### WRITTEN EXERCISE
Filter the items below down to the lines that contain the string "fire", and copy each such line.

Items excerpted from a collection
-- Start --
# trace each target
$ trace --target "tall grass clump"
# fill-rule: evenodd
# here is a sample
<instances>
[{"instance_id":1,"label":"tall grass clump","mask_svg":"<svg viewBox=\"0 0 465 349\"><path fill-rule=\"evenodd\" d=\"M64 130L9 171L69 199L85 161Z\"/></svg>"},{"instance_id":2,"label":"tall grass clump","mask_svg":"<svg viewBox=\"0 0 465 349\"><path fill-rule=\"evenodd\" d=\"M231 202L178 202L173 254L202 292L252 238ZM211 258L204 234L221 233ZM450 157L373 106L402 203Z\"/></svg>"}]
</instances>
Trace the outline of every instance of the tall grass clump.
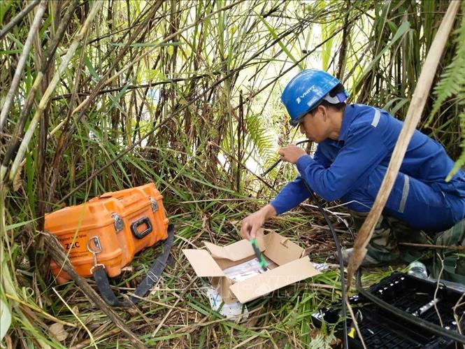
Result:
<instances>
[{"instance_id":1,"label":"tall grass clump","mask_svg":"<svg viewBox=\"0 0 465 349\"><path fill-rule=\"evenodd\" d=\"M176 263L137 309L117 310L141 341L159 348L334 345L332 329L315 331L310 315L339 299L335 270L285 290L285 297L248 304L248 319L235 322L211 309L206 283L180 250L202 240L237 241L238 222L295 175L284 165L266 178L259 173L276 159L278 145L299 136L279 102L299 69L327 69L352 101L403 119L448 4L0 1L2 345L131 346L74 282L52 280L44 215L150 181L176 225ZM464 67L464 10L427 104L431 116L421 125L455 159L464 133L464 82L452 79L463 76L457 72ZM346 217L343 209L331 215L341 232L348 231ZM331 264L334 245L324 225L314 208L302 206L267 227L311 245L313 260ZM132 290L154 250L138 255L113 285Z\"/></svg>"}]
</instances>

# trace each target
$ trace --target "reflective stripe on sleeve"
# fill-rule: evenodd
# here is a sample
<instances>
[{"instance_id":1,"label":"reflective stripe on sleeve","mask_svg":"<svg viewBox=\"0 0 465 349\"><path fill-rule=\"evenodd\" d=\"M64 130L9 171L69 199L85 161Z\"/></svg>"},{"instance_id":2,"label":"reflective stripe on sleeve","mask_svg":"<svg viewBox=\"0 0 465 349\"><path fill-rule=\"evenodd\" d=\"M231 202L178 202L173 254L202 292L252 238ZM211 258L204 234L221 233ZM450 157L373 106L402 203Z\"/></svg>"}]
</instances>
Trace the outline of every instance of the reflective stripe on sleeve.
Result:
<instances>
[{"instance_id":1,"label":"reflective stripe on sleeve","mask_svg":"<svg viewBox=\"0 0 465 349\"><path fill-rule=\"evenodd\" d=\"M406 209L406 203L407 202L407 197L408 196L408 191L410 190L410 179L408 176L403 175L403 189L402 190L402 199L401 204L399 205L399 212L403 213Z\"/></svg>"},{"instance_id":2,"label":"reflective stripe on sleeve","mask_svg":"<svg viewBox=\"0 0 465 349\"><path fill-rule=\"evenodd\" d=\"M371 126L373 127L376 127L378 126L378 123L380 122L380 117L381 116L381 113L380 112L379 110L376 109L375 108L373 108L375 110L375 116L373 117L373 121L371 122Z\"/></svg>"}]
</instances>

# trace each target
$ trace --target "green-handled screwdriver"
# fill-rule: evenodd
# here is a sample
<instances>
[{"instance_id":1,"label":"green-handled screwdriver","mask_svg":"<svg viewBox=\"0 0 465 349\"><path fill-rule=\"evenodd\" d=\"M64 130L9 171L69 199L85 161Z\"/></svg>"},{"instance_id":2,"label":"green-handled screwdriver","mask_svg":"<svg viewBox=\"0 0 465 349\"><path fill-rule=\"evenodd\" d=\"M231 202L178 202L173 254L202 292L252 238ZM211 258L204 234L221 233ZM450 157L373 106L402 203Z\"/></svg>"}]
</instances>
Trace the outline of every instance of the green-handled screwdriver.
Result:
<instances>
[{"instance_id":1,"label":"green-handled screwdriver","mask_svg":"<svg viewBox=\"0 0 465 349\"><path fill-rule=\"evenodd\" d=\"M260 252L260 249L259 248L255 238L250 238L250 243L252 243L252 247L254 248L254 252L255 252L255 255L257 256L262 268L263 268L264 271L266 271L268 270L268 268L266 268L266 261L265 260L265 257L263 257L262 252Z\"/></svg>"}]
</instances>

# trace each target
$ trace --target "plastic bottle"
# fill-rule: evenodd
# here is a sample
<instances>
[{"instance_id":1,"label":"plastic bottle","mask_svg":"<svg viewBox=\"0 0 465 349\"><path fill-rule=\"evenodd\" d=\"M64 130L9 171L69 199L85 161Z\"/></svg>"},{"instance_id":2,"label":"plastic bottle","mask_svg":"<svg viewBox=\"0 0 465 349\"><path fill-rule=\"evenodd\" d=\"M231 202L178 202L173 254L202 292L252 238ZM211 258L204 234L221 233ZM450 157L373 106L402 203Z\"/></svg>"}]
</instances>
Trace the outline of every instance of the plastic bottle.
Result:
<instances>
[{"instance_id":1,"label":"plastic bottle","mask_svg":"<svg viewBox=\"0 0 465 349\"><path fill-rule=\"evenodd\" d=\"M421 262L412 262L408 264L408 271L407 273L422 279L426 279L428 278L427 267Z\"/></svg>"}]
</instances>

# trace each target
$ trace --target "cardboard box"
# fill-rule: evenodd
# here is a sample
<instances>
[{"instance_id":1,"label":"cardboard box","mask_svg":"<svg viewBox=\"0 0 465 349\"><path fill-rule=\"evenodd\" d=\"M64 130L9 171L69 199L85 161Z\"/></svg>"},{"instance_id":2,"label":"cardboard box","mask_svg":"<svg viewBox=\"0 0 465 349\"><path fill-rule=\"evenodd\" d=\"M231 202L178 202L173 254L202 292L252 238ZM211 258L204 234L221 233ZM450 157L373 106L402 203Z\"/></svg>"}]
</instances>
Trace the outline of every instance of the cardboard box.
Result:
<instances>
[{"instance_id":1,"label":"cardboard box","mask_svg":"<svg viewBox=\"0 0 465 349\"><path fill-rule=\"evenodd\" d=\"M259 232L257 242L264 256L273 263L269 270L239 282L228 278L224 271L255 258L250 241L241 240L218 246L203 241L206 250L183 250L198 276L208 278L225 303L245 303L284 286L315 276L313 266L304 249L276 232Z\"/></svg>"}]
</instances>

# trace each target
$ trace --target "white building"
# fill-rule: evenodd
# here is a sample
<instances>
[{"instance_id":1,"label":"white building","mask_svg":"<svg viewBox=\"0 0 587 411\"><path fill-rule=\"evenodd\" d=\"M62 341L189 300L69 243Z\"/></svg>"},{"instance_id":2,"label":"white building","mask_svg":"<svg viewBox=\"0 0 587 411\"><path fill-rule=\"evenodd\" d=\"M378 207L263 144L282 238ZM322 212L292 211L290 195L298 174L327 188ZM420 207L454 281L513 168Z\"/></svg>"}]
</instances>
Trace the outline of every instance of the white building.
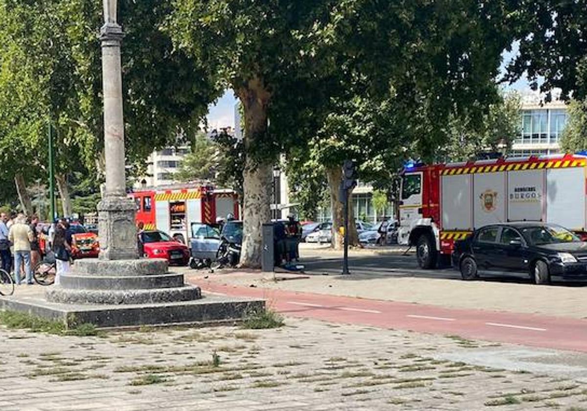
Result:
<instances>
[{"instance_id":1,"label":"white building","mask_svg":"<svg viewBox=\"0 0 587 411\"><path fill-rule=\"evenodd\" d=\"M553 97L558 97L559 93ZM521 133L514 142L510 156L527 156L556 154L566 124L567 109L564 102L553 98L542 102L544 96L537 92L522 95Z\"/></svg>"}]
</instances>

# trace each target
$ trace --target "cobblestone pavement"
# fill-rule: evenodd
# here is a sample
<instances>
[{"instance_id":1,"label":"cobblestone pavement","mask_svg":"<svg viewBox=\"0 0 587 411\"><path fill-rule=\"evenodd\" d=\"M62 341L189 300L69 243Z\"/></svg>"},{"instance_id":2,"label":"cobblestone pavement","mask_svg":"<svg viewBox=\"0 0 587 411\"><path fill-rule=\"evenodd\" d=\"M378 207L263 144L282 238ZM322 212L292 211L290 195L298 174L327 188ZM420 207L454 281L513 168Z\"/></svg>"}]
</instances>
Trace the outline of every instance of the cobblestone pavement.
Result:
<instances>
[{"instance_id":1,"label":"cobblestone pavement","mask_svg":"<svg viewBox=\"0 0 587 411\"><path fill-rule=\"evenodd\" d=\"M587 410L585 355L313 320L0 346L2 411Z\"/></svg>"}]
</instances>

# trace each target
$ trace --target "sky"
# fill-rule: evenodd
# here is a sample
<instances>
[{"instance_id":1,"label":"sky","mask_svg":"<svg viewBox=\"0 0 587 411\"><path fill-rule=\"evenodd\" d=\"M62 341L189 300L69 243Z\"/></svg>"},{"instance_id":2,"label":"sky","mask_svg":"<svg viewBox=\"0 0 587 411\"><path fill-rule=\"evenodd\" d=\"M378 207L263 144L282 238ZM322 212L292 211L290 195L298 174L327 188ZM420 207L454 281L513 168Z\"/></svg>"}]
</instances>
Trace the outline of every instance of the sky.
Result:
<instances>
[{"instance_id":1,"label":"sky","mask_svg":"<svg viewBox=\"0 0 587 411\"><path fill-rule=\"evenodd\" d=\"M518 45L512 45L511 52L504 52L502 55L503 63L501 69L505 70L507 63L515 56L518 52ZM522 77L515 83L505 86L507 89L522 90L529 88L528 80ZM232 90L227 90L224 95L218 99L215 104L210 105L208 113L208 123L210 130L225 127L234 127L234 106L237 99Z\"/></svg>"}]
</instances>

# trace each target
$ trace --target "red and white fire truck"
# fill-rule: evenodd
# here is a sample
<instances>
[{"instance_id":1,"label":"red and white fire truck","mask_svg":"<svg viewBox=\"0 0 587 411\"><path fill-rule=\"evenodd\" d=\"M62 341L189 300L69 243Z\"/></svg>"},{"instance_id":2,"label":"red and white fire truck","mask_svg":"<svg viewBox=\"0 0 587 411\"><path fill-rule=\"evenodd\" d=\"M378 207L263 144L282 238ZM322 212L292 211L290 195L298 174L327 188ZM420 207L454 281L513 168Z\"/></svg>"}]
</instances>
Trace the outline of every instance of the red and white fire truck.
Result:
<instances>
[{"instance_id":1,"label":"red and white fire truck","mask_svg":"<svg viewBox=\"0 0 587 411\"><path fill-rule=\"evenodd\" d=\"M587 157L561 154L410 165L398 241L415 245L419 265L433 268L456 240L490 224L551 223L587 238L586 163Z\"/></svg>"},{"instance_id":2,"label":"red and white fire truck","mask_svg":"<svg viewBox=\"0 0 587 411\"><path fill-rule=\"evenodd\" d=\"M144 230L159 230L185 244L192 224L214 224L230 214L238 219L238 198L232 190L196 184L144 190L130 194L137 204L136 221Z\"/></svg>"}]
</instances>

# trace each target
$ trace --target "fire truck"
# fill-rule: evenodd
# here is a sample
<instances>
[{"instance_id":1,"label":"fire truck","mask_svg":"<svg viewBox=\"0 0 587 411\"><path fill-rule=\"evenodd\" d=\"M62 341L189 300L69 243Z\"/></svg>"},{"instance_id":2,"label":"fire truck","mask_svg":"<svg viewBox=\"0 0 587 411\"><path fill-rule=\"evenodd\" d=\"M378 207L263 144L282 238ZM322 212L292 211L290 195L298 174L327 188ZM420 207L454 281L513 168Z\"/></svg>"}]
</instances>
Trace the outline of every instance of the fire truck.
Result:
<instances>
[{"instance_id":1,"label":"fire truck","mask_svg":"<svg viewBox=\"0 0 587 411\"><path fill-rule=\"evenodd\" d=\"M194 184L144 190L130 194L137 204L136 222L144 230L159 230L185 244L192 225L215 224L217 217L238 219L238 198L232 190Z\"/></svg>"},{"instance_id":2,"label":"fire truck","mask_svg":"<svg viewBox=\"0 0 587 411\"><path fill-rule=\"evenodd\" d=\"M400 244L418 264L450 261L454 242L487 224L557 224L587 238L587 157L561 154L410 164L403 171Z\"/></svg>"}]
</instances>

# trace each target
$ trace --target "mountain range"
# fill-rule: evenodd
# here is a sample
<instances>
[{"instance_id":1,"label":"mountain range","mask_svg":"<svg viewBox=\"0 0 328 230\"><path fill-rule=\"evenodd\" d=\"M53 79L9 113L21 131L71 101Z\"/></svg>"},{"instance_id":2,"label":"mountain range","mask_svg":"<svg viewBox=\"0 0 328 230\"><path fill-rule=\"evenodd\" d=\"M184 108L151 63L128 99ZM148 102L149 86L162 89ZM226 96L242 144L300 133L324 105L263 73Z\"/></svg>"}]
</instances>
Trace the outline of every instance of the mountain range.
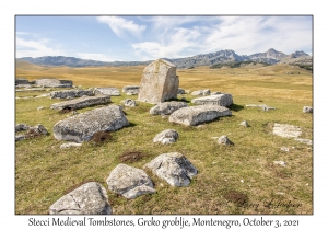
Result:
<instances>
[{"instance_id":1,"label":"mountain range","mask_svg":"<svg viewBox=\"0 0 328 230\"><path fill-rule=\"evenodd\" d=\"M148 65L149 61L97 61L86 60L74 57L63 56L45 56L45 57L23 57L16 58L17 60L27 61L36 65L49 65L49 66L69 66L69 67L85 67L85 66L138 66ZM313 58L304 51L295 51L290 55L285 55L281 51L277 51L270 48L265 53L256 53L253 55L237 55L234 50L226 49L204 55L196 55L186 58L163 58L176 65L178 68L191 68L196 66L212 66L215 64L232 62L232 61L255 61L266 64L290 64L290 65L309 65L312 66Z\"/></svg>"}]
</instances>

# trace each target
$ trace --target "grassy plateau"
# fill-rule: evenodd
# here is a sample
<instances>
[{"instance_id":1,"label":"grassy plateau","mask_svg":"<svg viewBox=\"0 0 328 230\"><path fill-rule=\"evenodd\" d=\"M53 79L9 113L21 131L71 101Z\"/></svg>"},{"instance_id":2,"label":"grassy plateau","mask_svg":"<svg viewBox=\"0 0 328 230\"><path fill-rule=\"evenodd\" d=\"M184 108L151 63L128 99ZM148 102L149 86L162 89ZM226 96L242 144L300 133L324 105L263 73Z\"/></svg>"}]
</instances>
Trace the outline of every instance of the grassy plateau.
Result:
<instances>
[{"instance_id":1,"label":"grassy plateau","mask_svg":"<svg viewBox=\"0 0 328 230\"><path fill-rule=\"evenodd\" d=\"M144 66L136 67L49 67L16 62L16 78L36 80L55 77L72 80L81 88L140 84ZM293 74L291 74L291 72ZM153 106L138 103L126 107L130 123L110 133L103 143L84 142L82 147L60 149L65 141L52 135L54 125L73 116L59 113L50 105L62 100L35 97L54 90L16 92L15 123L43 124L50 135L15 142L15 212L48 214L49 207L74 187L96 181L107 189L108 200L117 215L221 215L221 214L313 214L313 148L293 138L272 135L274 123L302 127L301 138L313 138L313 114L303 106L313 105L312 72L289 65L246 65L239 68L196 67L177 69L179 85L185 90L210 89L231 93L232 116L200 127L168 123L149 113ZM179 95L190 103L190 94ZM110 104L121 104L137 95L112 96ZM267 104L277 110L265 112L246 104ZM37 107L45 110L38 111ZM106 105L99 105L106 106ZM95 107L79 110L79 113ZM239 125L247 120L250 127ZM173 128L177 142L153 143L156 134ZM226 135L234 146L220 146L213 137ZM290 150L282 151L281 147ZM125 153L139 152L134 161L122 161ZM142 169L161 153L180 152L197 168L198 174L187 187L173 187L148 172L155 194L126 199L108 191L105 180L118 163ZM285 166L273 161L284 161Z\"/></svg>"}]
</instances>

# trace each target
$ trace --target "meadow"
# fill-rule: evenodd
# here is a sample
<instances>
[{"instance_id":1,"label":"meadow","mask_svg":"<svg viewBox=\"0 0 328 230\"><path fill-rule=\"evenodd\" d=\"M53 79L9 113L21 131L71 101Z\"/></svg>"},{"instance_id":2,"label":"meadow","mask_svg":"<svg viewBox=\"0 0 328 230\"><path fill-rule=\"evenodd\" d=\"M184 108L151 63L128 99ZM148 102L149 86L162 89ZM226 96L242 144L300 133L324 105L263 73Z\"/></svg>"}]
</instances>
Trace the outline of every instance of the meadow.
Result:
-- End --
### RESPONSE TO THE TASK
$ trace --target "red and white fire truck"
[{"instance_id":1,"label":"red and white fire truck","mask_svg":"<svg viewBox=\"0 0 587 411\"><path fill-rule=\"evenodd\" d=\"M62 341L189 300L69 243Z\"/></svg>"},{"instance_id":2,"label":"red and white fire truck","mask_svg":"<svg viewBox=\"0 0 587 411\"><path fill-rule=\"evenodd\" d=\"M378 207L263 144L282 238ZM322 212L292 211L290 195L298 174L327 188ZM420 207L454 281L513 168Z\"/></svg>"}]
Trace the outline of every instance of the red and white fire truck.
[{"instance_id":1,"label":"red and white fire truck","mask_svg":"<svg viewBox=\"0 0 587 411\"><path fill-rule=\"evenodd\" d=\"M587 157L561 154L410 165L398 241L415 245L419 265L433 268L456 240L490 224L551 223L587 238L586 163Z\"/></svg>"},{"instance_id":2,"label":"red and white fire truck","mask_svg":"<svg viewBox=\"0 0 587 411\"><path fill-rule=\"evenodd\" d=\"M144 230L159 230L185 244L192 224L214 224L230 214L238 219L238 198L232 190L196 184L144 190L130 194L137 204L136 221Z\"/></svg>"}]
$ trace --target "fire truck"
[{"instance_id":1,"label":"fire truck","mask_svg":"<svg viewBox=\"0 0 587 411\"><path fill-rule=\"evenodd\" d=\"M62 341L189 300L69 243Z\"/></svg>"},{"instance_id":2,"label":"fire truck","mask_svg":"<svg viewBox=\"0 0 587 411\"><path fill-rule=\"evenodd\" d=\"M378 207L263 144L282 238ZM322 212L292 211L290 195L298 174L327 188ZM420 207L454 281L513 168Z\"/></svg>"}]
Trace the outline of every instance of the fire truck.
[{"instance_id":1,"label":"fire truck","mask_svg":"<svg viewBox=\"0 0 587 411\"><path fill-rule=\"evenodd\" d=\"M194 184L144 190L130 194L137 204L136 222L144 230L159 230L185 244L192 225L215 224L217 217L238 219L238 198L232 190Z\"/></svg>"},{"instance_id":2,"label":"fire truck","mask_svg":"<svg viewBox=\"0 0 587 411\"><path fill-rule=\"evenodd\" d=\"M400 244L418 264L450 261L454 242L487 224L557 224L587 238L587 157L561 154L410 164L403 171Z\"/></svg>"}]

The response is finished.